*TEXTE FOURNI*:
┄┄┄┄┄┄┄┄┄┄
Le vieux fantasme de l’alimentation en pilules

« Comment imaginez-vous l’alimentation dans 50 ans ? » La question a été posée au printemps 2014 à des habitants de la région Nord-Pas de Calais 1. Dans leur grande majorité, les réponses expriment une vision négative de notre futur alimentaire : des produits exclusivement industriels, plus chers, moins bons et consommés lors de repas de plus en plus rapides. Mais surtout, 28 % des interviewés – le score de loin le plus élevé – se disent persuadés que, demain, ils se nourriront d’« aliments artifi ciels : pilules, poudres, aliments en tube, déshydratés ou OGM ».
┄┄┄┄┄┄┄┄┄┄
*RELEVÉ DES DONNÉES*:
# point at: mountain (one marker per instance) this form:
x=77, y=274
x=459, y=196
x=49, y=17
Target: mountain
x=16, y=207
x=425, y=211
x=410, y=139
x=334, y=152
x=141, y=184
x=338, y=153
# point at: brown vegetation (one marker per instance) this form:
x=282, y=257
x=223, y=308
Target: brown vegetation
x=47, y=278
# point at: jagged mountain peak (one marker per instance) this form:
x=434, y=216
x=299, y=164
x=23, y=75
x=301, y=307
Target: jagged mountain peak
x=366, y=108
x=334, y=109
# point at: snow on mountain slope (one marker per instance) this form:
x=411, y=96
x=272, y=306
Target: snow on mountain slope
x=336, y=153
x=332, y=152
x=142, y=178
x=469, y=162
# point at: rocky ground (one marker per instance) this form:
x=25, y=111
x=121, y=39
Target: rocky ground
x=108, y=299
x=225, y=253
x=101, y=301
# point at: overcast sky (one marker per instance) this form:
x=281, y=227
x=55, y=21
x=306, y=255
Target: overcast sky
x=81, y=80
┄┄┄┄┄┄┄┄┄┄
*ÉNONCÉ A*: D'après le texte sur l'alimentation en pilules, quelle part des interviewés se dit persuadée de se nourrir demain d'aliments artificiels ?
*ÉNONCÉ B*: Réécrivez sous forme de liste le paragraphe du texte sur l'alimentation en pilules qui commence par « « Comment imaginez-vous l'alimentation dans 50 ans ? » », en conservant ses principaux faits.
*ÉNONCÉ C*: Poursuivez le texte sur l'alimentation en pilules à partir de sa dernière phrase.

*RÉPONSE ATTENDUE A*: 28 % des interviewés.

*RÉPONSE ATTENDUE B*:
- Au printemps 2014, on a demandé à des habitants de la région Nord-Pas de Calais comment ils imaginaient l'alimentation dans 50 ans.
- La grande majorité des réponses donnent une vision négative de l'avenir alimentaire : produits exclusivement industriels, plus chers et moins bons, repas de plus en plus rapides.
- 28 % des interviewés, de loin le score le plus élevé, sont persuadés de se nourrir demain d'aliments artificiels : pilules, poudres, aliments en tube, déshydratés ou OGM.

*RÉPONSE ATTENDUE C*:
Le vieux fantasme de l’alimentation en pilules n’a donc pas disparu ! Déjà en 1894, le chimiste Marcellin Berthelot prédisait : « En l’an 2000, il n’y aura plus dans le monde ni agriculture, ni pâtres ni laboureurs. […] Chacun emportera pour se nourrir sa petite tablette azotée. » Heureusement, il y a peu de chances que notre ration se présente un jour sous cette forme. Pour ingérer nos 2000 calories quotidiennes, il faudrait en effet avaler 350 pilules ! Mais l’alimentation ne se réduit pas aux calories et aux nutriments. En France particulièrement, nous la percevons comme une source de plaisir et un facteur de relations sociales, et nous associons à nos plats et aliments des dimensions culturelles, symboliques, émotionnelles, affectives…

En revanche, il est certain que de nouveaux « aliments santé » verront le jour, destinés notamment aux personnes âgées, dont le nombre continuera de croître. A titre d’exemple, le projet de recherche NutriMémo mené au CHU de Bordeaux vise à mettre au point de nouveaux ingrédients permettant de retarder les effets du vieillissement cérébral. Lancé en 2013 pour une période de quatre ans, le projet Optifel associe quant à lui 27 partenaires européens pour concevoir des aliments à base de fruits et légumes destinés à lutter contre la dénutrition des personnes âgées.

Une alimentation sur mesure… en fonction des gènes ?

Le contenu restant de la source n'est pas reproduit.